(Point annotation dataset items)

===

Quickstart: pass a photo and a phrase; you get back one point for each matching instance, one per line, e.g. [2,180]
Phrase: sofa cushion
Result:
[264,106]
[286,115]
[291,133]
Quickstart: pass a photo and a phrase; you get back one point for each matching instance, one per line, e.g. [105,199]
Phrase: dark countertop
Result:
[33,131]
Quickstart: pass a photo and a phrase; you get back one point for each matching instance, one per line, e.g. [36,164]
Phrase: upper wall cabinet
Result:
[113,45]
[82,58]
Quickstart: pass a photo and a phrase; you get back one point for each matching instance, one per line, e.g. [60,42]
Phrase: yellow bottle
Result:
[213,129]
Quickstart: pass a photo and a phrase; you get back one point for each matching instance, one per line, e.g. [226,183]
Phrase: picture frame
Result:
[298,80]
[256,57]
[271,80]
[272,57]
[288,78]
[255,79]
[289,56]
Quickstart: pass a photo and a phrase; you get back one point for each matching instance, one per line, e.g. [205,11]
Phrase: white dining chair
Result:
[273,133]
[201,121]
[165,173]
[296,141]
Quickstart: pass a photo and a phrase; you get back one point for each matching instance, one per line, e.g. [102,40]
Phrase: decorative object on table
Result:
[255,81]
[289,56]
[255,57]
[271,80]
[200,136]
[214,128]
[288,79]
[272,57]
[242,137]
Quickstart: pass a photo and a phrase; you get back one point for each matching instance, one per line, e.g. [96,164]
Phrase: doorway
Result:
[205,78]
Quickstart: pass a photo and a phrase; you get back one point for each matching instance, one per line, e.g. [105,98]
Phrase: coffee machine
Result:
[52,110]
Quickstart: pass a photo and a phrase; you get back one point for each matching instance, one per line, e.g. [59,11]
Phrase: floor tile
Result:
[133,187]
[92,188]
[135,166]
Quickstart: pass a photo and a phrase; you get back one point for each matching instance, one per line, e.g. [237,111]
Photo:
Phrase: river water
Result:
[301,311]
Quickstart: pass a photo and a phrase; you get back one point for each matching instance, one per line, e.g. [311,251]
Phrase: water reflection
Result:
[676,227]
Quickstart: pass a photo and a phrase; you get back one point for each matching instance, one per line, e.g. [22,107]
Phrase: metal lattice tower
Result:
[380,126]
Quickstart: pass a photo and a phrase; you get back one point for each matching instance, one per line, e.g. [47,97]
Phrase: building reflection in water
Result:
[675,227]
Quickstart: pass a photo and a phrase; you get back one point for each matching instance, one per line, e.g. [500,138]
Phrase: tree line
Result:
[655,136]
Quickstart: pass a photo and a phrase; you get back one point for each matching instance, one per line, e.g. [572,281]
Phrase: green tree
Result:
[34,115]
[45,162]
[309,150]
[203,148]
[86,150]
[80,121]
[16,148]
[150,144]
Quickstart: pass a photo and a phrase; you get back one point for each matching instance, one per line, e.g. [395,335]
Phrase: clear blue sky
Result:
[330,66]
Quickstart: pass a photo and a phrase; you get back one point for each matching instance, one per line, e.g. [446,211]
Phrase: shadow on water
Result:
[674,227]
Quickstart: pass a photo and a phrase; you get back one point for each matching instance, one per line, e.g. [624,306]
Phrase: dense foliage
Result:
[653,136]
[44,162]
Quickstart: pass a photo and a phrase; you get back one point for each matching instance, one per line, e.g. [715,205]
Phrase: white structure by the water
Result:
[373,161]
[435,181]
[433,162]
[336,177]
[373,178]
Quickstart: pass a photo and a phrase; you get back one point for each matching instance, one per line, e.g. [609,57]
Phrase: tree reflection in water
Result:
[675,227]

===

* _WORK INSTRUCTIONS_: Add 60 to every coordinate in the answer points, and write out all lines from the line with "line, e.g. [624,306]" through the last line of the items. Leave the sample point in each Quickstart line unchanged.

* _EXERCISE ANSWER_:
Quickstart: pass a photo and a phrase; you get back one point for each matching instance, one per line, e.g. [624,306]
Phrase: dense foliage
Result:
[713,196]
[104,222]
Quickstart: pass a photo and a phrase; you get back one point for each matching instance, one per line, e.g. [715,205]
Phrase: white structure by the water
Result:
[433,221]
[495,241]
[493,222]
[396,237]
[433,238]
Quickstart: pass a photo and a phrase; you get back one point for each matching instance, one per line, e.g. [609,57]
Phrase: tree reflection in water
Result:
[735,287]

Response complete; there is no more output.